Location identification items:
★ ★ ★ ★

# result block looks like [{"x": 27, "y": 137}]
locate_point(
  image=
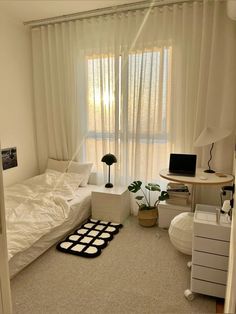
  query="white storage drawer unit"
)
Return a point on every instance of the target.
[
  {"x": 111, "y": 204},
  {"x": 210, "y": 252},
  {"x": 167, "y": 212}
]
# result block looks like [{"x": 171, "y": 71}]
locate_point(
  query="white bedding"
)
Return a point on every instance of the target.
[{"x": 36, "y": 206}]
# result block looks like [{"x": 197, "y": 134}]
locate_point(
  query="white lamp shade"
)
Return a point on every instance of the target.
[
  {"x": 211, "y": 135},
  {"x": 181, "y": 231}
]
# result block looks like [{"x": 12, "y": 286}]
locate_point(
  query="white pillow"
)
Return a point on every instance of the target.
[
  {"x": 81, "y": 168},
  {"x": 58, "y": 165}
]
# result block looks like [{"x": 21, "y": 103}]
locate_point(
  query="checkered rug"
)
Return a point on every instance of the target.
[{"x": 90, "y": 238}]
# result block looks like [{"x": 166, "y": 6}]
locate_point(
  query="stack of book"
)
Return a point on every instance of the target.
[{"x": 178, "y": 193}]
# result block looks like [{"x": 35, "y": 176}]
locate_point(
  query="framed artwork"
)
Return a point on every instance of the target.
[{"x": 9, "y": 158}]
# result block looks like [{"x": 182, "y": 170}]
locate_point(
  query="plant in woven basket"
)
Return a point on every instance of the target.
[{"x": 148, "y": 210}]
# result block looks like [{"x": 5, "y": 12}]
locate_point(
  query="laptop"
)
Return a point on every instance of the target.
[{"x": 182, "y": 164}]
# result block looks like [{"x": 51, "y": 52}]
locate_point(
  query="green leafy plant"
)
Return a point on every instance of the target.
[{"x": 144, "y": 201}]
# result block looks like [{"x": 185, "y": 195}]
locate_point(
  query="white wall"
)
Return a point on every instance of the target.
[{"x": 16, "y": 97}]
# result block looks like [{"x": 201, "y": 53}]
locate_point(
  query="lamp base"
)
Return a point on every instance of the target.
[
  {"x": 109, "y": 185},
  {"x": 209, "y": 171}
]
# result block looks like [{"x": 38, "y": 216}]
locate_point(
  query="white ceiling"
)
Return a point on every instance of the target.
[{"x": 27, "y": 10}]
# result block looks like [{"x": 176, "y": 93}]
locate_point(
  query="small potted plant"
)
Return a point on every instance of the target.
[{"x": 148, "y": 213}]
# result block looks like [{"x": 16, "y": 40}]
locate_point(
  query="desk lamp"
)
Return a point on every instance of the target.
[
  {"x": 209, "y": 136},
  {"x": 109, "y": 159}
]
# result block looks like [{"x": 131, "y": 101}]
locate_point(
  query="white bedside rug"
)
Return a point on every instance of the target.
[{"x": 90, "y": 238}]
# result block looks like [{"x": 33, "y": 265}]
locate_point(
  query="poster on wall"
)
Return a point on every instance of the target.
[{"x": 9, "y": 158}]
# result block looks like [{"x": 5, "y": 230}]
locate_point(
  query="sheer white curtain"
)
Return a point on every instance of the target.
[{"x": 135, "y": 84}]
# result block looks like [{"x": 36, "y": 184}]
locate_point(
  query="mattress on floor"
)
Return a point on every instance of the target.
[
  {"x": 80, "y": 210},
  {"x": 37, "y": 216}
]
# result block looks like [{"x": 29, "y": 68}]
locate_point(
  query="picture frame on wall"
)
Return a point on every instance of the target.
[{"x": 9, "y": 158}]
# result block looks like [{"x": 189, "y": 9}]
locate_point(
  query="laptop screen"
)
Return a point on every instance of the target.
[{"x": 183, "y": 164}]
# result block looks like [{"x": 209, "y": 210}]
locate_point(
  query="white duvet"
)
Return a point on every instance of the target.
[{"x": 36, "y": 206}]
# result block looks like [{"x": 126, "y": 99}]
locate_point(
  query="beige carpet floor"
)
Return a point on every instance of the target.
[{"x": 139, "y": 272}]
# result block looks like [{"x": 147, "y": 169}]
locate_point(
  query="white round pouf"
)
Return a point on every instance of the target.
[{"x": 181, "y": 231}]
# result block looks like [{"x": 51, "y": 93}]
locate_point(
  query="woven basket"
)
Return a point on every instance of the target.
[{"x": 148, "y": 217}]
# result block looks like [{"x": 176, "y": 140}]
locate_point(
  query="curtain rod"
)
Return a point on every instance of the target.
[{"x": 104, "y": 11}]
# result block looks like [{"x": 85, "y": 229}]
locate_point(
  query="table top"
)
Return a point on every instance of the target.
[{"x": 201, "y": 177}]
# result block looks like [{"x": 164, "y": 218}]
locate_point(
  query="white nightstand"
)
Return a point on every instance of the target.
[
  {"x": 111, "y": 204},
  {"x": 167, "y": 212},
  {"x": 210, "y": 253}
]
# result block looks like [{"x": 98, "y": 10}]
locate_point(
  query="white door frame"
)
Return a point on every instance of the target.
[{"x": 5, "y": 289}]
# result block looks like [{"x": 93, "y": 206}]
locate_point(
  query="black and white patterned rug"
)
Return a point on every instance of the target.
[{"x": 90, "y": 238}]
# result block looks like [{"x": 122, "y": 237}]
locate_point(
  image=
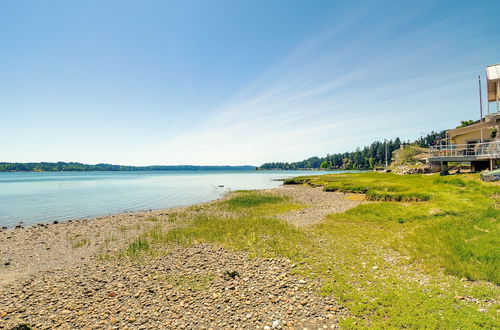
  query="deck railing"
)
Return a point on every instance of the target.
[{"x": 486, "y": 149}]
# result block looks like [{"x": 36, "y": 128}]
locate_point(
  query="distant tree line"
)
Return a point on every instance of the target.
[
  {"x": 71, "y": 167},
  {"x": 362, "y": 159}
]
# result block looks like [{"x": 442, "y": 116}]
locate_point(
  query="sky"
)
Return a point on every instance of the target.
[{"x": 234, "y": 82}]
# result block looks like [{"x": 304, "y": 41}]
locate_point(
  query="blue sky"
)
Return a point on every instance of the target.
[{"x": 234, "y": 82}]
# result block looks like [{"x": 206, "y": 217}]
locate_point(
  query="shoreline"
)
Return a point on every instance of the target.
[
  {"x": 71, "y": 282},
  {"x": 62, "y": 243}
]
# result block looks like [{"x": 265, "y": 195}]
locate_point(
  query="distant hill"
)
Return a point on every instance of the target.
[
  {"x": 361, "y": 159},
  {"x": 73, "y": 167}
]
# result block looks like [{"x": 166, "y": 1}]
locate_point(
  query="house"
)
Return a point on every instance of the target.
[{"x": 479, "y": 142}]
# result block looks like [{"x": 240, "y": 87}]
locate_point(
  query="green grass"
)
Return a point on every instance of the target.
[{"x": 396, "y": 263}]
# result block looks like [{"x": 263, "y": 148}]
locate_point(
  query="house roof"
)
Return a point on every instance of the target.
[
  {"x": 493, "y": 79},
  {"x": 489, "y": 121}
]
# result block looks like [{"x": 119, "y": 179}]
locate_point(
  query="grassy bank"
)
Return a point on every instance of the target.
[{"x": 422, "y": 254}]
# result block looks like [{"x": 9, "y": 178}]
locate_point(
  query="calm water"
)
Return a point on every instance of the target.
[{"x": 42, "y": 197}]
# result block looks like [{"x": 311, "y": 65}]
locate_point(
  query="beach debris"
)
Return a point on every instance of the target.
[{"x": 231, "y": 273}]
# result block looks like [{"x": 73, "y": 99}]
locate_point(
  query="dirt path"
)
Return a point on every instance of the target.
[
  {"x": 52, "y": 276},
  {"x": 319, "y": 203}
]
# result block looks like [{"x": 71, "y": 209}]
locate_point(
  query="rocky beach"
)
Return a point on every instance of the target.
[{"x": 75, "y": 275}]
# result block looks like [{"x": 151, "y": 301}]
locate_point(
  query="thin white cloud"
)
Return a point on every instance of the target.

★ ★ ★ ★

Transcribe all the data word for word; the images stay out.

> Written answer:
# result block looks like [{"x": 27, "y": 137}]
locate_point(
  image=
  query="white storage drawer unit"
)
Return a point on every instance of the target.
[
  {"x": 111, "y": 204},
  {"x": 210, "y": 252},
  {"x": 167, "y": 212}
]
# result block looks like [{"x": 171, "y": 71}]
locate_point(
  query="white bedding"
)
Return a point on every instance of the target.
[{"x": 36, "y": 206}]
# result block looks like [{"x": 197, "y": 134}]
locate_point(
  query="white lamp shade"
)
Return a point on every instance of the target.
[
  {"x": 211, "y": 135},
  {"x": 181, "y": 231}
]
# result block looks like [{"x": 12, "y": 286}]
locate_point(
  query="white pillow"
)
Return a point on every instance of the target.
[
  {"x": 81, "y": 168},
  {"x": 58, "y": 165}
]
# result block looks like [{"x": 21, "y": 103}]
locate_point(
  query="checkered rug"
)
Return a point on every instance of the target.
[{"x": 90, "y": 238}]
# result block looks like [{"x": 166, "y": 6}]
locate_point(
  query="stack of book"
)
Return a point on every instance of the target.
[{"x": 178, "y": 193}]
# result block looks like [{"x": 35, "y": 176}]
locate_point(
  query="framed artwork"
)
Return a point on every instance of the target.
[{"x": 9, "y": 158}]
# result block looks like [{"x": 182, "y": 170}]
locate_point(
  query="plant in woven basket"
)
Return a point on every instance of the target.
[{"x": 148, "y": 210}]
# result block looks like [{"x": 5, "y": 12}]
locate_point(
  query="laptop"
)
Return a point on every instance of the target.
[{"x": 182, "y": 164}]
# result block looks like [{"x": 51, "y": 52}]
locate_point(
  query="green leafy plant"
)
Return a point on every instance of the target.
[{"x": 144, "y": 201}]
# result block looks like [{"x": 185, "y": 195}]
locate_point(
  query="white wall"
)
Return a point on every instance of the target.
[{"x": 16, "y": 97}]
# result block looks like [{"x": 201, "y": 53}]
locate_point(
  query="lamp base"
)
Return a point on every instance of the target.
[
  {"x": 109, "y": 185},
  {"x": 209, "y": 171}
]
# result block looks like [{"x": 38, "y": 216}]
locate_point(
  query="white ceiling"
)
Return a point on every instance of the target.
[{"x": 27, "y": 10}]
# result block looks like [{"x": 176, "y": 93}]
locate_point(
  query="small potted plant"
)
Return a point on every instance of the target.
[{"x": 148, "y": 213}]
# result block looks like [{"x": 16, "y": 40}]
locate_point(
  query="desk lamp"
)
Return a point on every instance of the target.
[
  {"x": 209, "y": 136},
  {"x": 109, "y": 159}
]
# result block looks like [{"x": 131, "y": 101}]
locate_point(
  query="white bedside rug"
)
Return a point on every instance of the target.
[{"x": 90, "y": 238}]
# result block looks like [{"x": 33, "y": 265}]
locate_point(
  query="poster on wall"
)
Return a point on every instance of the target.
[{"x": 9, "y": 158}]
# result block looks like [{"x": 5, "y": 230}]
locate_point(
  query="sheer white curtain"
)
Return a point on every instance of the target.
[{"x": 135, "y": 84}]
# result block looks like [{"x": 36, "y": 184}]
locate_point(
  query="mattress on floor"
)
Return a point on every instance of the target.
[
  {"x": 80, "y": 210},
  {"x": 37, "y": 216}
]
# result block looks like [{"x": 29, "y": 68}]
locate_point(
  query="picture frame on wall"
)
Return a point on every instance of the target.
[{"x": 9, "y": 158}]
# result block looks like [{"x": 189, "y": 9}]
locate_point(
  query="laptop screen"
)
Return a point on every instance of the target.
[{"x": 183, "y": 164}]
# result block looks like [{"x": 209, "y": 210}]
locate_point(
  query="white duvet"
)
Return a point on every instance of the target.
[{"x": 36, "y": 206}]
# result block looks like [{"x": 126, "y": 99}]
locate_point(
  query="beige carpet floor"
)
Return a point on every instance of the target.
[{"x": 139, "y": 272}]
# result block looks like [{"x": 147, "y": 169}]
locate_point(
  query="white round pouf"
)
Return a point on every instance of the target.
[{"x": 181, "y": 231}]
# result block looks like [{"x": 51, "y": 93}]
locate_point(
  query="woven basket"
)
Return a point on every instance of the target.
[{"x": 148, "y": 217}]
# result block looks like [{"x": 176, "y": 140}]
locate_point(
  query="curtain rod"
)
Return a point on every instance of the target.
[{"x": 104, "y": 11}]
# result block looks like [{"x": 85, "y": 229}]
locate_point(
  query="table top"
)
Return a point on every instance of the target.
[{"x": 201, "y": 177}]
# result block looks like [{"x": 164, "y": 218}]
locate_point(
  query="white nightstand"
)
Return a point on every instance of the target.
[
  {"x": 111, "y": 204},
  {"x": 167, "y": 212},
  {"x": 210, "y": 253}
]
# result block looks like [{"x": 98, "y": 10}]
locate_point(
  query="white door frame"
)
Return a point on every instance of the target.
[{"x": 5, "y": 289}]
# result block looks like [{"x": 93, "y": 206}]
locate_point(
  query="black and white patterned rug"
)
Return a point on every instance of the target.
[{"x": 90, "y": 238}]
# result block looks like [{"x": 122, "y": 237}]
locate_point(
  image=
  query="deck railing"
)
Return a point on every instance of the target.
[{"x": 486, "y": 149}]
# result block looks like [{"x": 36, "y": 128}]
locate_point(
  query="distant tree line"
)
Return a point on every instance of the target.
[
  {"x": 71, "y": 167},
  {"x": 362, "y": 159}
]
# result block looks like [{"x": 442, "y": 116}]
locate_point(
  query="sky"
)
Return a point on every instance of the target.
[{"x": 234, "y": 82}]
# result block looks like [{"x": 304, "y": 41}]
locate_point(
  query="blue sky"
)
Return a point on every instance of the target.
[{"x": 234, "y": 82}]
# result block looks like [{"x": 206, "y": 217}]
locate_point(
  query="shoreline"
)
Return a point on every instance of the target.
[
  {"x": 71, "y": 282},
  {"x": 62, "y": 243}
]
# result block looks like [{"x": 265, "y": 195}]
locate_point(
  query="distant hill"
)
Return a point on every instance of the target.
[
  {"x": 361, "y": 159},
  {"x": 73, "y": 167}
]
# result block looks like [{"x": 166, "y": 1}]
locate_point(
  query="house"
)
Return a point on every instance of the target.
[{"x": 479, "y": 142}]
# result block looks like [{"x": 240, "y": 87}]
locate_point(
  query="green grass"
)
Return a point on every instance of the target.
[{"x": 396, "y": 263}]
# result block looks like [{"x": 263, "y": 148}]
locate_point(
  query="house roof"
)
Return a point on every instance of the target.
[
  {"x": 493, "y": 79},
  {"x": 489, "y": 121}
]
# result block looks like [{"x": 119, "y": 179}]
locate_point(
  query="grassy bank"
)
Return a point on every instance of the target.
[{"x": 422, "y": 254}]
# result block looks like [{"x": 9, "y": 178}]
locate_point(
  query="calm water"
)
Return a point on every instance of the target.
[{"x": 42, "y": 197}]
# result block looks like [{"x": 311, "y": 65}]
locate_point(
  query="beach debris"
)
Return a point on every instance of the target.
[{"x": 231, "y": 273}]
# result block looks like [{"x": 73, "y": 99}]
locate_point(
  query="dirt path"
)
Return a point on every instance of the target.
[
  {"x": 52, "y": 276},
  {"x": 319, "y": 203}
]
# result block looks like [{"x": 71, "y": 209}]
locate_point(
  query="rocky beach"
)
Return a point on every instance of the target.
[{"x": 75, "y": 275}]
# result block looks like [{"x": 151, "y": 301}]
locate_point(
  query="thin white cloud"
)
Return a point on every instance of the target.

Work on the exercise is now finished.